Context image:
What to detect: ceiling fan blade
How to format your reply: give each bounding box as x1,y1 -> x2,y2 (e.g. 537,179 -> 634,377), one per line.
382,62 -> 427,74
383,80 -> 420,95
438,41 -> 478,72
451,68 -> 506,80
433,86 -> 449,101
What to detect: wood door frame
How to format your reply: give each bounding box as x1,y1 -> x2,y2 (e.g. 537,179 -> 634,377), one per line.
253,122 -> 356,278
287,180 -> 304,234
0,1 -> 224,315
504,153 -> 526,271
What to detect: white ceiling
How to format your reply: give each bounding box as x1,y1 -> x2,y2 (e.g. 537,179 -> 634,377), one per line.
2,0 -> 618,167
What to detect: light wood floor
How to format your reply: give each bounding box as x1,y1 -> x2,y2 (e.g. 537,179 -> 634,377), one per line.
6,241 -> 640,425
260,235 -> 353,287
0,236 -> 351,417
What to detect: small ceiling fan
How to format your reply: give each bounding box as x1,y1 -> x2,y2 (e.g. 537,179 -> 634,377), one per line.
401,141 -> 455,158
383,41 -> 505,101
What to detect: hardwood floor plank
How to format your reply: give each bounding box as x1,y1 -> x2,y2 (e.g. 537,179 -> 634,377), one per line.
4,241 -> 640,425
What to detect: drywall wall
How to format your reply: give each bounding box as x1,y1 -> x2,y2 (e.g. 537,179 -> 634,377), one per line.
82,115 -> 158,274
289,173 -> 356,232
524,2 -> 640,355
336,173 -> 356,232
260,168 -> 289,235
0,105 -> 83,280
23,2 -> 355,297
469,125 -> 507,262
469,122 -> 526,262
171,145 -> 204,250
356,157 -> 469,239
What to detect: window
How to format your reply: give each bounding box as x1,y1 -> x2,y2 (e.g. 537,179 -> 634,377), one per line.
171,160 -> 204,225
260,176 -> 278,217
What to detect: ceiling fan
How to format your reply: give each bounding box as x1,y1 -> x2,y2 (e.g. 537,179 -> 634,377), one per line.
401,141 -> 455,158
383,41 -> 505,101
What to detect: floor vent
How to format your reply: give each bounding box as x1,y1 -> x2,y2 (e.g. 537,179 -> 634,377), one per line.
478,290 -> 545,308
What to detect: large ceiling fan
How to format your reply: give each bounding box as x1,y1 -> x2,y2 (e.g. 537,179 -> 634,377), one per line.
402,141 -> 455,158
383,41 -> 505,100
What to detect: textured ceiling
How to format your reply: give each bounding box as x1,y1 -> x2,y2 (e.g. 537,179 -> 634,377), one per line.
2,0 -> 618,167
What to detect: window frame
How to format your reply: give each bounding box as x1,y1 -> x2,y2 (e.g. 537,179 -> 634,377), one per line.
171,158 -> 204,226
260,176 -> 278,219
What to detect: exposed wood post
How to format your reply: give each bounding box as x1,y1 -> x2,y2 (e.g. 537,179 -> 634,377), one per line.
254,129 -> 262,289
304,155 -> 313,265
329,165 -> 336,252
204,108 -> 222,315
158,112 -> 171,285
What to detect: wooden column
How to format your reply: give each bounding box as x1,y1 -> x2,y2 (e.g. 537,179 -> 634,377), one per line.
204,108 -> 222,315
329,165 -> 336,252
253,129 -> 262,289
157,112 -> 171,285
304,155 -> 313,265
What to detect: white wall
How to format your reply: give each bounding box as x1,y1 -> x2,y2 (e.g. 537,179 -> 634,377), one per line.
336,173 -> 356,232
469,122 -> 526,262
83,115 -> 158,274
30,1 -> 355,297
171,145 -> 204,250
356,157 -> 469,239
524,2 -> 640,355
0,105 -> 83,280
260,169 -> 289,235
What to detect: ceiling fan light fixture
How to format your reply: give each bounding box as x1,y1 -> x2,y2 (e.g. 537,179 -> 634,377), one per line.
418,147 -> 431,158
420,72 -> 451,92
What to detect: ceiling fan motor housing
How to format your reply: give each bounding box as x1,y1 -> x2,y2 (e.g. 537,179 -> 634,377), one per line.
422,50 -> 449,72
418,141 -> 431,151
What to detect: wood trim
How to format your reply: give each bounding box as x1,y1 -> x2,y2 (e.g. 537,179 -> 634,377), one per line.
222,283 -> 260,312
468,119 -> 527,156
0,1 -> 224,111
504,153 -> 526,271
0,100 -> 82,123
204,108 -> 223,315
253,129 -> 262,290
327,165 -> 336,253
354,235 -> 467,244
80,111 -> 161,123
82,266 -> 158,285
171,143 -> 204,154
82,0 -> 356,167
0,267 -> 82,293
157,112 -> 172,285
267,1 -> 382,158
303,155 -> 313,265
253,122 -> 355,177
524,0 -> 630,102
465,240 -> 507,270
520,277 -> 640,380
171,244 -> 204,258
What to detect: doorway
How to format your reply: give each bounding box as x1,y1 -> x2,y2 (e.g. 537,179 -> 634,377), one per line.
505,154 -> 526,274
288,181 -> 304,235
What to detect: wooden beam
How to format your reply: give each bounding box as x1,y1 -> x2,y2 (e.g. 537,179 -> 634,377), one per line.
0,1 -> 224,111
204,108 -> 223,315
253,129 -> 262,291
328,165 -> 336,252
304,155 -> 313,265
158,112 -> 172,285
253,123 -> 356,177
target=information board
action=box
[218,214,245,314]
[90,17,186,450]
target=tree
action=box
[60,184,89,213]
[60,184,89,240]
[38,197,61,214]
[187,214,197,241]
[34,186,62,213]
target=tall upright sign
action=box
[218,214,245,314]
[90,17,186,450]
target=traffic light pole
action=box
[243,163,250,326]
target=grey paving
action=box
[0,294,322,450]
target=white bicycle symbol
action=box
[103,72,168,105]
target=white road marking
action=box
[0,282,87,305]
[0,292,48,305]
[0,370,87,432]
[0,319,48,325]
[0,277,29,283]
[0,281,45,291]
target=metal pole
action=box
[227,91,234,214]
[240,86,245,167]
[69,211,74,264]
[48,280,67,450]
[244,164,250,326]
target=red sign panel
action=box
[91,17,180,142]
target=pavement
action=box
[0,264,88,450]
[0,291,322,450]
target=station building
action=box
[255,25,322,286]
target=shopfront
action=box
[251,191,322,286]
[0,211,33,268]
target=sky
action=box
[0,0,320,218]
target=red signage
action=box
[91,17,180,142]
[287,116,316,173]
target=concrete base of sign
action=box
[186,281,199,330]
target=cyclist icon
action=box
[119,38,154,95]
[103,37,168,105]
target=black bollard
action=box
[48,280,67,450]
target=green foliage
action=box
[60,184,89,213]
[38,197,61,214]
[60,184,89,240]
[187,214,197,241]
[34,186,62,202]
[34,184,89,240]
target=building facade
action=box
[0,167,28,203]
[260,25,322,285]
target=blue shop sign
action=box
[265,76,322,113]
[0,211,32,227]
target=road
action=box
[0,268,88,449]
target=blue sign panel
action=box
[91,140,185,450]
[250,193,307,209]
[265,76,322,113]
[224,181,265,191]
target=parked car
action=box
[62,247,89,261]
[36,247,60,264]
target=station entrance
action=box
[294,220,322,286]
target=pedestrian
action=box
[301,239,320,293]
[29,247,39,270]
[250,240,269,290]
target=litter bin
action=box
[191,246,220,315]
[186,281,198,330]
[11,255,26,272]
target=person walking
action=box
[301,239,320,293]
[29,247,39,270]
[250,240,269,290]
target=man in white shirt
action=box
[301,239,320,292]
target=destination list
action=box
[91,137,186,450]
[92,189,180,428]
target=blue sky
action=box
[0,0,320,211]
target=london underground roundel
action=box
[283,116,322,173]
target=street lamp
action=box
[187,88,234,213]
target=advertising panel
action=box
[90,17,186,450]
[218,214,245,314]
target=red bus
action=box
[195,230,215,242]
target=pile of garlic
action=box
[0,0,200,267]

———

**Objective:**
Arrange the lines from the one containing "target=advertising panel" through the end of the records, both included, as a numbered list, leaving out any blank lines.

**Solution to this exercise:**
1. target=advertising panel
2. action=box
3. [90,17,186,450]
4. [218,214,245,314]
5. target=red bus
6. action=box
7. [195,230,215,242]
8. target=pile of garlic
9. action=box
10. [0,0,200,267]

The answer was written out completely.